Document extract
•••••

Analyst · Raymond James

Thank you, Denny. Good morning. Welcome to the Nabors Industries Conference Call to review results for the fourth quarter of 2013. Thank you all for participating this morning. As Denny mentioned, we have posted the quarterly presentation slides on nabors.com. I will refer to these by slide number during my remarks. Yesterday, we announced our results for the fourth quarter, which exceeded our expectations. Our GAAP earnings per share from continuing operations totaled $0.42 a share. This includes a few nonoperational items that should be considered. These include $0.12 per share of tax benefits related to the fourth quarter impact of our debt tender offer, discrete tax items as favorable geographic mix; second, $9 million or $0.02 per share from the favorable settlement of a previously reserved customer bankruptcy; and third, $5 million or $0.01 per share of lump sum early termination revenue in U.S. Lower 48 business. Collectively, these items account for $0.16 per share, thus, our fourth quarter non-GAAP earnings per share from continuing operations totaled $0.26 per share. The sequential earnings growth we are announcing today, without the impact of early termination revenue and other items, was driven by strong growth in our International Drilling and U.S. Lower 48 Drilling business. In the International segment, our days on revenue once again exceeded our expectations while, in our U.S. Drilling segment, margins benefited from favorable expense variances. In Completion Services, a relatively full pumping calendar through the quarter substantially offset the negative impact of harsh weather in December. Unusually severe winter weather conditions continue to significantly affect our completion operations in our northern operating areas this quarter. I will talk more about that in our outlook. Our Canadian Drilling business remained challenged by generally tougher market. Finally, we incurred increased expenses relating to both our strategic review process,…

Operator

Operator

[Operator Instructions] And our first question does come from the line of Jim Rollyson with Raymond James. James M. Rollyson - Raymond James & Associates, Inc., Research Division: It's pretty clear that on the newbuild rig market right now in the U.S., the demand remains strong, and it sounds like your backlog order book is going to continue to build. Patterson mentioned on their call a couple of weeks ago, because demand is strong for that type of rig, and obviously supply is just kind of steadily growing, that there's interest in reactivating some of the better SCR rigs. Curious what you guys are seeing in that regard?

•••••

Items
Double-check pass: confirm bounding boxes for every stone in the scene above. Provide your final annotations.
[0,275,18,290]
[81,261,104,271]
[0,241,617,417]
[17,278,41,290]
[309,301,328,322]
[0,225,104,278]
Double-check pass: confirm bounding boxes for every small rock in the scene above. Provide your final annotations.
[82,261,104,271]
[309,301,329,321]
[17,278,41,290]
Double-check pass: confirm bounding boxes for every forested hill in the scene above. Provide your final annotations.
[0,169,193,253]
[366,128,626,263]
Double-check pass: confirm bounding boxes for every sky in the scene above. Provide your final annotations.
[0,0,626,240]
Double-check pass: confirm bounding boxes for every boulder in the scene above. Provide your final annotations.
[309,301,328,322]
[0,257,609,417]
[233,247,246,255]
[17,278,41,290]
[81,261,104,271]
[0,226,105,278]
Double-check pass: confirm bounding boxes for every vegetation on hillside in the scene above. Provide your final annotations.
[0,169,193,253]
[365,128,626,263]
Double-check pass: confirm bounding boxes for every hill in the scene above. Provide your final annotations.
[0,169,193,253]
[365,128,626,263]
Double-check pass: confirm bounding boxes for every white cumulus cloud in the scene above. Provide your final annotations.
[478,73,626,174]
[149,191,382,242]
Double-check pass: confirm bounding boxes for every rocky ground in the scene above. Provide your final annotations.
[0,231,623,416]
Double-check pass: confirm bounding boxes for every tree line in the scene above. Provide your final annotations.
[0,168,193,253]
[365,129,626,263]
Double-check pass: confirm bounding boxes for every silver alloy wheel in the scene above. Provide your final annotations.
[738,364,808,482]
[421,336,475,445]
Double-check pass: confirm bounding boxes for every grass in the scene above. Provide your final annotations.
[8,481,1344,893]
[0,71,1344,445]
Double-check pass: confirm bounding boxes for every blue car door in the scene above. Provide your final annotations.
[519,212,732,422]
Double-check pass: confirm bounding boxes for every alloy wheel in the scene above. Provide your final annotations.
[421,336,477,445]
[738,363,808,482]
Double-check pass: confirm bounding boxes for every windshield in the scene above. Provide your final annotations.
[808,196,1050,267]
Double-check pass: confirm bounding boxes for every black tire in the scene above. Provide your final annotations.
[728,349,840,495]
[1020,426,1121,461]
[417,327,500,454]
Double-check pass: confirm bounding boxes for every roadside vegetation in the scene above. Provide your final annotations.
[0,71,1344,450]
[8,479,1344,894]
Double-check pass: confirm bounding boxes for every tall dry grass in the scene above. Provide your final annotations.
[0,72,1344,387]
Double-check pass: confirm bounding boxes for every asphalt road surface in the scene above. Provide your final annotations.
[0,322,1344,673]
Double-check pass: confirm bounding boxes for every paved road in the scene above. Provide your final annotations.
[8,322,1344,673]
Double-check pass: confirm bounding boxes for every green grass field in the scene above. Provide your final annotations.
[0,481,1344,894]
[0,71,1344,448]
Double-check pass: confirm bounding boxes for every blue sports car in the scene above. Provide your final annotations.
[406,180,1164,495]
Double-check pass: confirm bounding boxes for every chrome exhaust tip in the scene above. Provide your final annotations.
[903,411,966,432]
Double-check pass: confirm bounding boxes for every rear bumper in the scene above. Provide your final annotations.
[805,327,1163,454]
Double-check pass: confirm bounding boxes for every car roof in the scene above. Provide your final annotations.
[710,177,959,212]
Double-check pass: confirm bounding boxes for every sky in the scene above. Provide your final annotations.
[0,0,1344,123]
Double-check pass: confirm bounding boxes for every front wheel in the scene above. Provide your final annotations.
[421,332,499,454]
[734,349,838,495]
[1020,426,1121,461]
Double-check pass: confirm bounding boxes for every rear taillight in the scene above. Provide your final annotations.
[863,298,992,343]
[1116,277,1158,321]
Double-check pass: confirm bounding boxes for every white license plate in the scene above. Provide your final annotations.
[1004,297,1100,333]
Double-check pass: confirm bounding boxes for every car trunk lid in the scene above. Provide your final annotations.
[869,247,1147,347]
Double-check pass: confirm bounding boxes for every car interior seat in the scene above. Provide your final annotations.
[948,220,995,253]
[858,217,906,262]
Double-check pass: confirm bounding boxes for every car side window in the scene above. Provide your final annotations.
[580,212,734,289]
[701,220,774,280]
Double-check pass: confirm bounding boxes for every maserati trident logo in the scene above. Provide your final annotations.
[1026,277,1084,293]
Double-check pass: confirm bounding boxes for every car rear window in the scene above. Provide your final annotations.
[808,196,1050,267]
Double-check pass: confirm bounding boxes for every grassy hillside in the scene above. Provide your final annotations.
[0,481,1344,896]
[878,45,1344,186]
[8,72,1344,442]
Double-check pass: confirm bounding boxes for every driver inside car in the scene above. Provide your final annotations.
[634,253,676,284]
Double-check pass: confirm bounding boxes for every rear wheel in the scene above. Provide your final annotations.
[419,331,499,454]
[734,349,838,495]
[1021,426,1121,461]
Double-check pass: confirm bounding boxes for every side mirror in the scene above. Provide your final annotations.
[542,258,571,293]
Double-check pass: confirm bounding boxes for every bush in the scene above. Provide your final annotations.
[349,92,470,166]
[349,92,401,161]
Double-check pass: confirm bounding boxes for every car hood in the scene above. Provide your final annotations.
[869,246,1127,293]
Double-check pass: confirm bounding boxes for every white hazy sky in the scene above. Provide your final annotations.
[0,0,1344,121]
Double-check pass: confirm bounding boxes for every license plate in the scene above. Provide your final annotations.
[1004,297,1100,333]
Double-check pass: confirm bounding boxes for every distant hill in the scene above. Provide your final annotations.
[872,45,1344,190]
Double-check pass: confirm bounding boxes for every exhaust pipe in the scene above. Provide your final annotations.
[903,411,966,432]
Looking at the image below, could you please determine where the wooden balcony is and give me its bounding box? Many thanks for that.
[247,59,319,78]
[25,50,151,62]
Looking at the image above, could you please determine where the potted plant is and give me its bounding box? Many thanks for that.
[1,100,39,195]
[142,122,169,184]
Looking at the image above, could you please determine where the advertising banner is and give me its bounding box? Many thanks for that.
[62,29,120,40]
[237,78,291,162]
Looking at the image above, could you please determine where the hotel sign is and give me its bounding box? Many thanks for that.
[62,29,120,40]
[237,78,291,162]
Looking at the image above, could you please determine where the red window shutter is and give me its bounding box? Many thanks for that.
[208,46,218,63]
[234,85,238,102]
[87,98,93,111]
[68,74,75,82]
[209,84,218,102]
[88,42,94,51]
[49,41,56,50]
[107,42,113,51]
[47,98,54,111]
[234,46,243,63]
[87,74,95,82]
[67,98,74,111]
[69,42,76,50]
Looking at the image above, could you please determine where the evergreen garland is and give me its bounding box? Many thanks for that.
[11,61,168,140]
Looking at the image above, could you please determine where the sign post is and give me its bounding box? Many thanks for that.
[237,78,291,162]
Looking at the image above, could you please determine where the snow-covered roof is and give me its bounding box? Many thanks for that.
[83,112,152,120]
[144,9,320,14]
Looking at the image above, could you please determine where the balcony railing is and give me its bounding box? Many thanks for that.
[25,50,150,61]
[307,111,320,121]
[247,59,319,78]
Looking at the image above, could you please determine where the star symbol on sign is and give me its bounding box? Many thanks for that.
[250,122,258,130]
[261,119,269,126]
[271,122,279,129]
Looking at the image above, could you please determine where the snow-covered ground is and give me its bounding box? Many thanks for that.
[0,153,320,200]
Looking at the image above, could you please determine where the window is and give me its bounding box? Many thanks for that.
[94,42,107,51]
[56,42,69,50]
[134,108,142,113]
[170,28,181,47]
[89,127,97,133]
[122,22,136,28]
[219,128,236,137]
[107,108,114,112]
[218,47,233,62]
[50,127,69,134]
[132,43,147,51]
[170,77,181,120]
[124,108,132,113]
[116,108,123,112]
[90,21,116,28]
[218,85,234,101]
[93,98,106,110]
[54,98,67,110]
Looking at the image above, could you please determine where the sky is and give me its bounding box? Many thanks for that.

•••••

Brief A
Based on the earnings call transcript above, decide whether each statement agrees with it. Answer yes or no for each, and quote the words that decide it.
(i) GAAP earnings per share from continuing operations for the fourth quarter were $0.42.
(ii) The favorable settlement of a previously reserved customer bankruptcy added $0.05 per share.
(iii) The Canadian Drilling business had a strong quarter.
Brief B
Write the next part of the earnings call transcript, continuing from its final sentence.

Expected output A
(i) Yes: "Our GAAP earnings per share from continuing operations totaled $0.42 a share."
(ii) No: "$9 million or $0.02 per share from the favorable settlement of a previously reserved customer bankruptcy"
(iii) No: "Our Canadian Drilling business remained challenged by generally tougher market."

Expected output B
Anthony G. Petrello

Analyst · Raymond James

As we've mentioned before on the conference calls, I view our SCR, particularly our SCR-Plus rig as a pre-option for Nabors. First, I think it would agree with the comment, particularly with respect to those customers, the same customers on the phone, I'll speak to them, that are looking at lowering well costs in situations where move time is not as important as drill time. And if that's the case, the SCR-Plus rigs are well-suited to that, and are a much more cost-effective solution. And I think that as people focus on economics now as things stabilize a little bit more, you might see more in that direction. Of course, for us, the other point we've been trying to make for a while, was there's built-in optionality of our SCR rigs because those rigs are still the core platform for International. And as you know, with our recent international awards, we sought to tap that inventory base and move it to International. I think we -- between -- and the announcement we've made today, I think I said it was 13 rigs, we're moving international that are SCR rigs. So I think what is challenged is obviously the mechanical rigs and the [ph] SCR rigs. James M. Rollyson - Raymond James & Associates, Inc., Research Division: Makes perfect sense. And as a follow-up, when you go back to your production service, the Completion and Production Service business, you guys obviously talked about the issues in the 1Q between the contract rollovers and the weather, maybe some sense of magnitude of how you see margins trending down in the first quarter, relative to the fourth quarter? And then I presume, we just kind of start building back up from there, is that the thought?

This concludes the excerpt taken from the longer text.